2009-07-03 Thread Ciaran McCreesh
On Fri, 3 Jul 2009 02:08:48 -0700
Brian Harring ferri...@gmail.com wrote:
 Actually pkgcore folk have pushed for stuff.  mtime preservation is a 
 simple example of things I've pushed for- at the time implemented by 
 portage/pkgcore, eliminates the orphan potential for .pyc and other 
 generated files (iow, very useful).

The mtime preservation implemented by (recent -- earlier versions
mirror what Paludis still does) Portage versions has problems that
you're fully aware of. We're looking at fixing it properly, including
addressing the problems you're trying to brush under the carpet, for
EAPI 4 rather than EAPI 3 simply because the Council chose to freeze
EAPI 3 before a full solution had been proposed.

 My personal opinion on what goes into PMS is that it's typically only
 stuff that paludis supports already (or is a direction paludis wants
 to go towards).  Could be wrong, but that's my opinion of it via
 watching/involvement in it from it's public inception.

Er, not in the least bit.

Out of the 7 features in EAPI 2:

* One was a last minute workaround for a Portage behaviour change that
  broke things.
* Five were feature requests from Gentoo developers.
* One was a response concocted by Paludis people in response to a
  common problem described by Gentoo developers.

------------------------------------------------------------

> REQUIRED WORK:
Set down the mailing-list reply on PMS and EAPI features above in full, word for word, including its quoted lines.

> DATA EXTRACT:
------------------------------------------------------------

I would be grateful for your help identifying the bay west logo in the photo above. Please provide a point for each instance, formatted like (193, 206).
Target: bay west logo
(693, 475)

------------------------------------------------------------

> TASK OUTPUT:
2009-07-03 Thread Ciaran McCreesh
On Fri, 3 Jul 2009 02:08:48 -0700
Brian Harring ferri...@gmail.com wrote:
 Actually pkgcore folk have pushed for stuff.  mtime preservation is a 
 simple example of things I've pushed for- at the time implemented by 
 portage/pkgcore, eliminates the orphan potential for .pyc and other 
 generated files (iow, very useful).

The mtime preservation implemented by (recent -- earlier versions
mirror what Paludis still does) Portage versions has problems that
you're fully aware of. We're looking at fixing it properly, including
addressing the problems you're trying to brush under the carpet, for
EAPI 4 rather than EAPI 3 simply because the Council chose to freeze
EAPI 3 before a full solution had been proposed.

 My personal opinion on what goes into PMS is that it's typically only
 stuff that paludis supports already (or is a direction paludis wants
 to go towards).  Could be wrong, but that's my opinion of it via
 watching/involvement in it from it's public inception.

Er, not in the least bit.

Out of the 7 features in EAPI 2:

* One was a last minute workaround for a Portage behaviour change that
  broke things.
* Five were feature requests from Gentoo developers.
* One was a response concocted by Paludis people in response to a
  common problem described by Gentoo developers.